* _Problem set_:
1: Answer these questions from the passage on the Subclass 408 COVID-19 stream:
(a) To whom has the new stream of the subclass 408 visa been made available?
(b) Which areas does the passage say "critical work" includes?
(c) What should Working Holiday Visa holders who are eligible for a further 417 or 462 visa do before applying for a 408 visa?
2: Carry the passage on the Subclass 408 COVID-19 stream further, starting after its final sentence.

But what about visa holders already in Australia? 

The New Subclass 408 COVID-19 (Coronavirus) Stream 

A new stream of the subclass 408 visa has been made available to certain visa holders onshore in Australia. You need to meet the following fairly specific requirements to be granted the visa: 

  • Be in Australia;
  • Hold a visa that expires in less than 28 days, or did not expire more than 28 days ago; 
  • Be unable to depart Australia due to the COVID-19 pandemic;
  • Be unable to apply for the same temporary visa they hold or held or any other subclass of temporary visa other than the Subclass 408 visa;
  • Be currently working in an area of ‘critical work’ in Australia – this includes agriculture, horticulture, aged care and public health; and
  • Not be eligible to apply again for the visa you currently hold, or any other kind of visa onshore. For Working Holiday Visa holders, this means if you are eligible to apply for a further 417 or 462 visa you should do so before applying for a 408 visa.

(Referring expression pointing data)
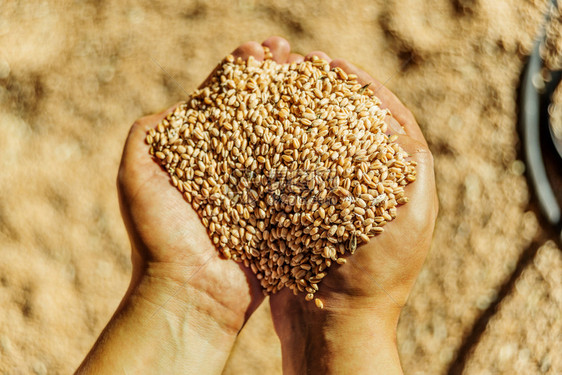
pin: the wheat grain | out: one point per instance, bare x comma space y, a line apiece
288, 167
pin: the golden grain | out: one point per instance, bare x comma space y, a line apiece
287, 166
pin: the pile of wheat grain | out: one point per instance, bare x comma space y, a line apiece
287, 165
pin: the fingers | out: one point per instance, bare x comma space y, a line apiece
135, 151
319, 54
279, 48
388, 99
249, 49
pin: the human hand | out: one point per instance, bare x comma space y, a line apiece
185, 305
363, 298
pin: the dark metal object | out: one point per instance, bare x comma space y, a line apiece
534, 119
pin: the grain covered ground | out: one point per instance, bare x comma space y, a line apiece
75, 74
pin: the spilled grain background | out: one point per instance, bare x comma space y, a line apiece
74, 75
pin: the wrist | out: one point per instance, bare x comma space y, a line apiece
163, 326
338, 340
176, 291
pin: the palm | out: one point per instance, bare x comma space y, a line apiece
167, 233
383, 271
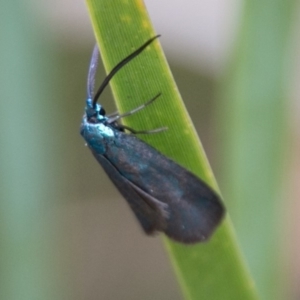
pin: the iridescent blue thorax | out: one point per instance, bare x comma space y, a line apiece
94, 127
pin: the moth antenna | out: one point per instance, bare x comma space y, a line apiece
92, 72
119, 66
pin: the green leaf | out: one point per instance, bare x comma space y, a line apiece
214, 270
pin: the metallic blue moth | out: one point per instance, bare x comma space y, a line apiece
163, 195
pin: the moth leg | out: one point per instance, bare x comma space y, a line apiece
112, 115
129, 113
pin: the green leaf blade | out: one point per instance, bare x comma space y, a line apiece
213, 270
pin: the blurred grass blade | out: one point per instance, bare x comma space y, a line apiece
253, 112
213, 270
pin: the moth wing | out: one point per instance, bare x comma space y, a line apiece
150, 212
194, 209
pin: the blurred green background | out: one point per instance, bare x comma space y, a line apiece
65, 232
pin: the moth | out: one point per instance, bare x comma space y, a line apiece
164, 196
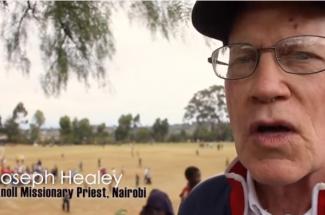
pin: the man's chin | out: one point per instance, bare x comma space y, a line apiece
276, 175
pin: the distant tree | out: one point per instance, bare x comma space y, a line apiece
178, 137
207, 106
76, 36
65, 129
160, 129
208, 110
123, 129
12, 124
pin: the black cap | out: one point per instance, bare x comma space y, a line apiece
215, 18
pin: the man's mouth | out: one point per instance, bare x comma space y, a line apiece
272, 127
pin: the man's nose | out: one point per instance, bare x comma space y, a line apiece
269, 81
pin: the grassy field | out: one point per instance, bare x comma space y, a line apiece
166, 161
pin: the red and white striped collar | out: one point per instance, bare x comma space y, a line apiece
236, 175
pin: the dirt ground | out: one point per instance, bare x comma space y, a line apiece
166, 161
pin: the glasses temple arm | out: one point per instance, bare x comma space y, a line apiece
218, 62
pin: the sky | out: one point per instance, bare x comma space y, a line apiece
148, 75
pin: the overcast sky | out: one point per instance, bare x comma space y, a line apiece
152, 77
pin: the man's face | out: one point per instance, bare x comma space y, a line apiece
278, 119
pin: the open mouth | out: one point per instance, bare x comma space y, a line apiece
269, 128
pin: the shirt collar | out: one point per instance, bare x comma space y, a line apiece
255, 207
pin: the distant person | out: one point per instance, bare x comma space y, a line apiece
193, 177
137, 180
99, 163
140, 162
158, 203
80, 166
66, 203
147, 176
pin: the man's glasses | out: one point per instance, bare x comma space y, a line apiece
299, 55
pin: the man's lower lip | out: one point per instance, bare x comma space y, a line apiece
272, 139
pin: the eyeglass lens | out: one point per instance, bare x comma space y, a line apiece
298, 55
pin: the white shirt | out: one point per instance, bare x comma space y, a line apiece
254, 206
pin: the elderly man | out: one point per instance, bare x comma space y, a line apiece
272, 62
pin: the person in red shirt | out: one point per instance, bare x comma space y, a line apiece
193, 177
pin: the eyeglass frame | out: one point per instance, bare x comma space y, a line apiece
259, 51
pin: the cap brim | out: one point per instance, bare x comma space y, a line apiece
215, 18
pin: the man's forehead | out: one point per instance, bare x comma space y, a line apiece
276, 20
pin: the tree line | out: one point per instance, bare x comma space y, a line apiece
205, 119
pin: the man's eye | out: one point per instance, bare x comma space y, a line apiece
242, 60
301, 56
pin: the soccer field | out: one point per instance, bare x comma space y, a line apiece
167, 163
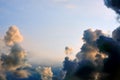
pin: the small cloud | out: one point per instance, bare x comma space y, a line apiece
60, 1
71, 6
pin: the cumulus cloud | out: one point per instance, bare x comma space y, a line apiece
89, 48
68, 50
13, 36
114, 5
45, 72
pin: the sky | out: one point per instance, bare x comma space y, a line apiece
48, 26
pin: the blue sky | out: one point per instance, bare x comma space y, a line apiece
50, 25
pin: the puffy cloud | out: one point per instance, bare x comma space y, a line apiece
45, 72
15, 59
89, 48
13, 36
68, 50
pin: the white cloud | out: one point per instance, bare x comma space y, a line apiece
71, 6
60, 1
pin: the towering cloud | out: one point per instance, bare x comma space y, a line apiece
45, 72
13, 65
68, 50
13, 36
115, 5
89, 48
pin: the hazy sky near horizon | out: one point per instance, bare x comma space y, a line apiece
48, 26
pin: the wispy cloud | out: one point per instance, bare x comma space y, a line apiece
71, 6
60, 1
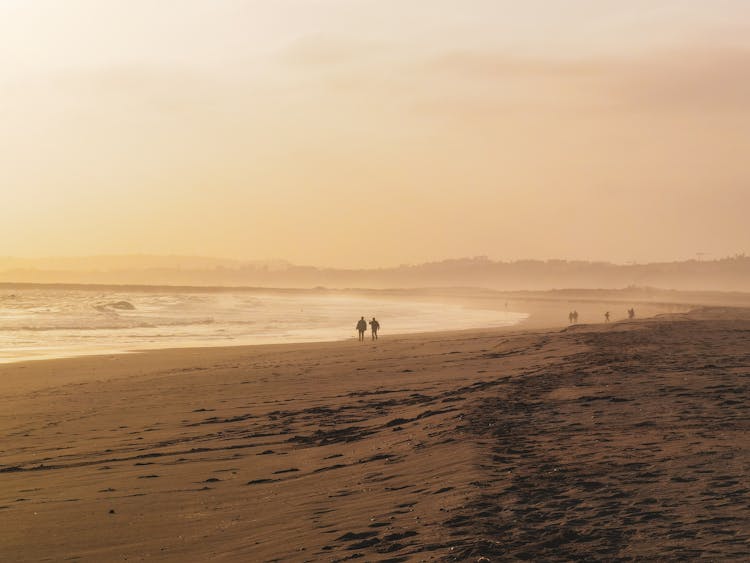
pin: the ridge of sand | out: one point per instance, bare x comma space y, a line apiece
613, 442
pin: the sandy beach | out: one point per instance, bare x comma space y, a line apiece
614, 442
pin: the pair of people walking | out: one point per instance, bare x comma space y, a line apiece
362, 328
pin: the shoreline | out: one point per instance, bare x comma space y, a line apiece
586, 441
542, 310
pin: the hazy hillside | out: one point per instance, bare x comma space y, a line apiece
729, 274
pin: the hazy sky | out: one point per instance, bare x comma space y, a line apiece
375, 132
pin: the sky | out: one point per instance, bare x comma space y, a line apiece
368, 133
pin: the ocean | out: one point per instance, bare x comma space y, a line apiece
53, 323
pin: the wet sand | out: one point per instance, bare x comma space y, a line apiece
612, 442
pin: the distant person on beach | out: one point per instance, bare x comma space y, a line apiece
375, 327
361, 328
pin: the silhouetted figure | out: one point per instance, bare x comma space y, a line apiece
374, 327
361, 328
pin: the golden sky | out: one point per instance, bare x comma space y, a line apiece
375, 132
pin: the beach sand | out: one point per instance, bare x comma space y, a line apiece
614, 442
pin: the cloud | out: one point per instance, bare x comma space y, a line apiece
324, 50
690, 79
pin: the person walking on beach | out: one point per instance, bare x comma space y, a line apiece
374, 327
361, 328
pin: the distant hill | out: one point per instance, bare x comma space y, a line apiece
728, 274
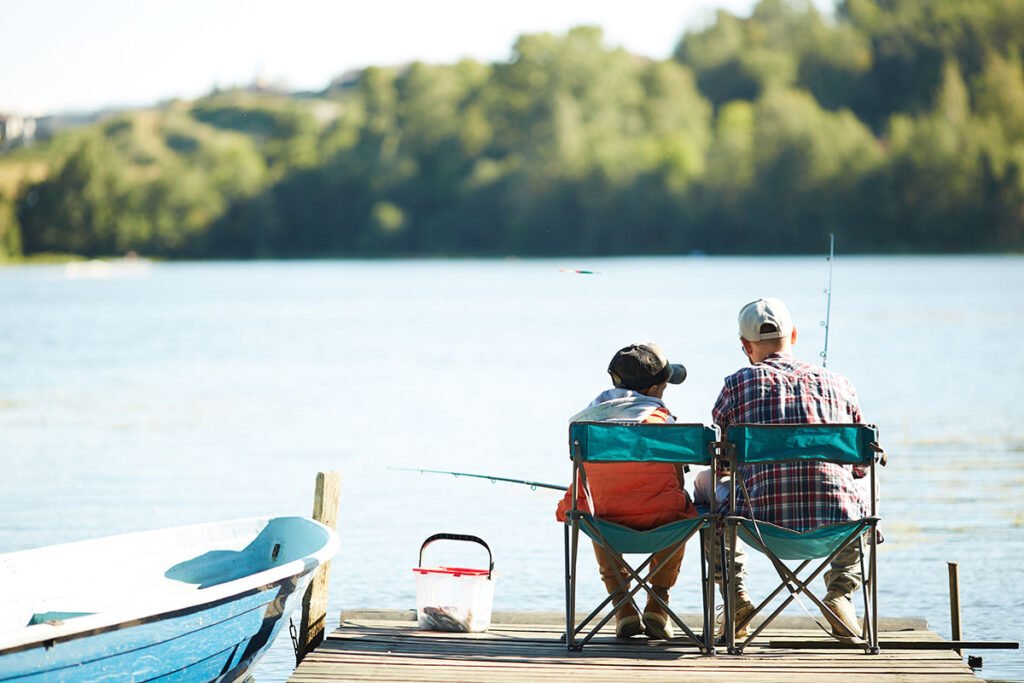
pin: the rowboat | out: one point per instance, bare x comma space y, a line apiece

* _Answers to the problems_:
1:
(a) Certain visa holders onshore in Australia.
(b) Agriculture, horticulture, aged care and public health.
(c) Apply for the further 417 or 462 visa.

2:
COVID-19 (Coronavirus) and 457 and 482/TSS Visa Holders 

The lack of communication from the government regarding sponsored the impact of COVID-19 on sponsored visa holders has created some understandable anxiety. 

While the announced ‘Job Keeper’ program is only for Australian and New Zealand citizens (who meet certain residence criteria), the Red Cross may be given funding by the Australian government to assist temporary visa holders.  We recommend you contact immigration lawyer in Australia
directly about this. 

The government has announced the following additional measures for 457 and 482/TSS visa holders: 

  • Visa Validity – If you are a visa holder who has been stood down, but not laid off, you will maintain your visa validity and will have the opportunity to extend it as per normal arrangements.
  • Superannuation – If you are a visa holder who has been permanently or temporarily stood down (or who has had their hours decreased) you will be able to access up to $10,000 of your superannuation in this financial year to assist with supporting yourself through the COVID-19 (Coronavirus) crisis.
  • Visa conditions – If you are a sponsor, you can reduce the hours of the visa holder without your employee being in breach of their visa condition. Visa holders will continue to only be able to work for your as their sponsor in their nominated role (unless a nomination transfer application is lodged and approved).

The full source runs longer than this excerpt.